Aim of the task.
Identify each line in the records below that contains the string "brick" and copy those lines. Case counts.
++++ Given data
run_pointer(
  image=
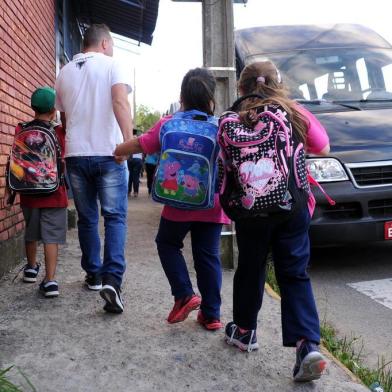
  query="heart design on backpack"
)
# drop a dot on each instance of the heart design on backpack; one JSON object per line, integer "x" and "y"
{"x": 248, "y": 201}
{"x": 257, "y": 174}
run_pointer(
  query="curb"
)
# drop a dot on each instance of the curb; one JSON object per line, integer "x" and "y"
{"x": 272, "y": 293}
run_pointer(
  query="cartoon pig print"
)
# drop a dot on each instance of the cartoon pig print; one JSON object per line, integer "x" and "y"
{"x": 191, "y": 185}
{"x": 169, "y": 183}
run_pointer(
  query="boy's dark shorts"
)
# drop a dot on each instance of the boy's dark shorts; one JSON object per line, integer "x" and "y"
{"x": 48, "y": 225}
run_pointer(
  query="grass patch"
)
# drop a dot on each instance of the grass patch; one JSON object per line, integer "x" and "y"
{"x": 347, "y": 350}
{"x": 8, "y": 386}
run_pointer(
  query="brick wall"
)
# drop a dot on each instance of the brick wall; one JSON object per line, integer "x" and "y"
{"x": 27, "y": 60}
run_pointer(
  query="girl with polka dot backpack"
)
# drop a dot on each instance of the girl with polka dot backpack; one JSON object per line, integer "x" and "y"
{"x": 265, "y": 190}
{"x": 262, "y": 159}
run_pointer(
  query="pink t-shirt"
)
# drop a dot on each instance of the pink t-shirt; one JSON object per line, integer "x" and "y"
{"x": 317, "y": 140}
{"x": 150, "y": 144}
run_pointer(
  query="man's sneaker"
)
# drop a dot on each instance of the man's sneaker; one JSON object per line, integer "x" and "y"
{"x": 30, "y": 273}
{"x": 310, "y": 362}
{"x": 210, "y": 324}
{"x": 182, "y": 307}
{"x": 111, "y": 294}
{"x": 49, "y": 289}
{"x": 93, "y": 282}
{"x": 245, "y": 341}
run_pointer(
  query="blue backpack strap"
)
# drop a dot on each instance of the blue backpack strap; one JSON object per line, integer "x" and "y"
++++++++
Solution for this exercise.
  query="brick wall"
# drop a dot on each instance of the brick wall; one JSON object per line, integer "x" and "y"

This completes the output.